OBJECTIVE: Recast the listing below as a numbered list with no blank lines, and leave out the pictures.
Start AVAILABLE RECORDS
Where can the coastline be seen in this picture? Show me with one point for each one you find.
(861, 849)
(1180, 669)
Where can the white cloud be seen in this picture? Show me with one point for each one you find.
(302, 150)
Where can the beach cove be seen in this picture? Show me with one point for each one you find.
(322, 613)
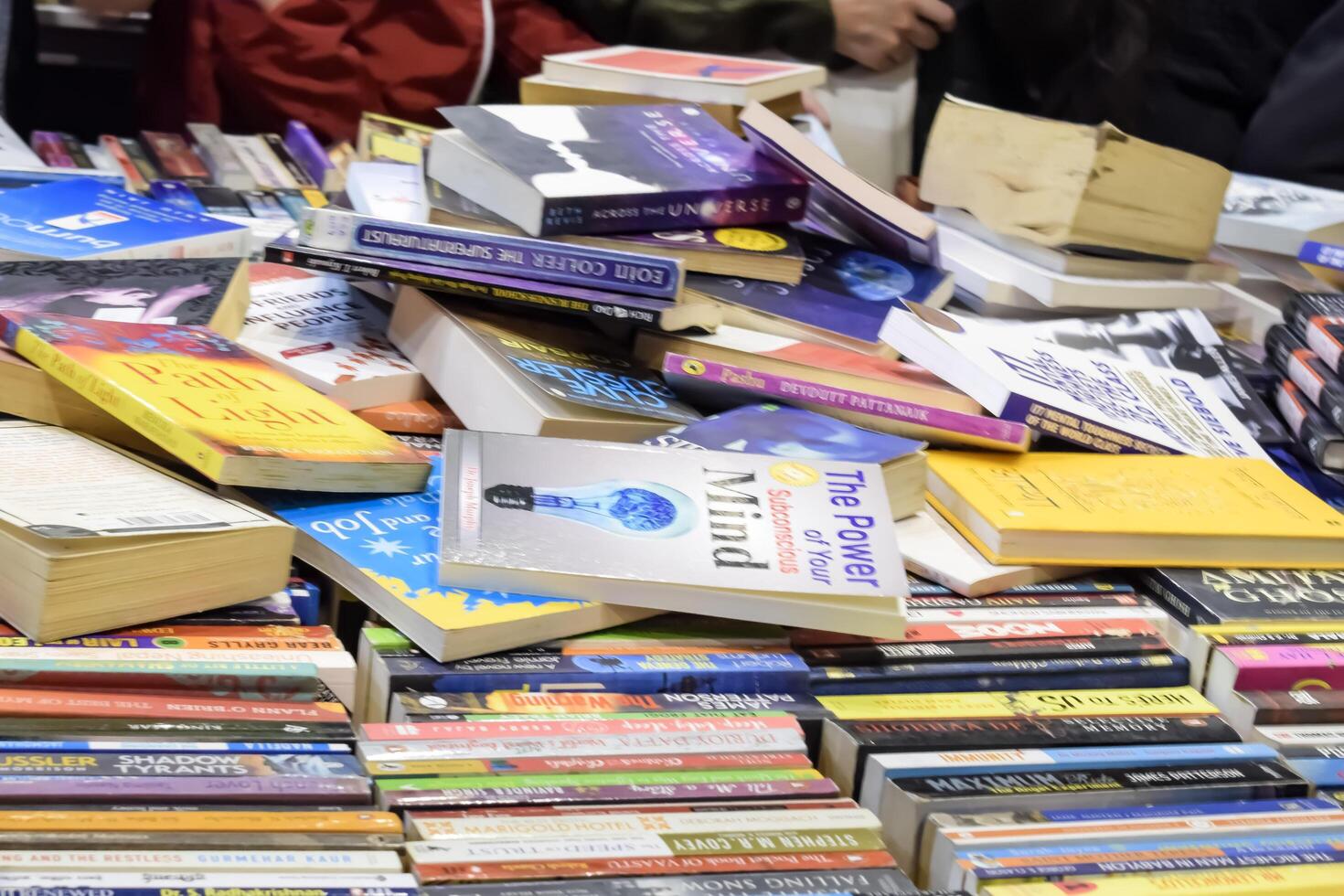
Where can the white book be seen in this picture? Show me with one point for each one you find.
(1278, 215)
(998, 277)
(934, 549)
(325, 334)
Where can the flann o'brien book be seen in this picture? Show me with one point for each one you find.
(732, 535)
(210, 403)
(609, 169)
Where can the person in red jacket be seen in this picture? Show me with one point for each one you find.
End AVAILABLE RECORDS
THE REPLY:
1. Where can the coastline be seen in this picture? Show me with one point for each one you find.
2. (861, 849)
3. (1180, 669)
4. Where can the white cloud be seen in this picture? Show me with one point for each one you find.
5. (302, 150)
6. Where can the beach cove be seen in this picture? Show me with one point for each one you find.
7. (322, 613)
8. Where can the white book be seen in this picture? Show me with one point for each one you find.
9. (1278, 215)
10. (998, 277)
11. (934, 549)
12. (325, 334)
13. Where can the flann o'brien book be seen in this picture? Show me with one point for each one you find.
14. (732, 535)
15. (210, 403)
16. (609, 169)
17. Where can the person in red jacket be seen in this picture? Show me with one point for each one you find.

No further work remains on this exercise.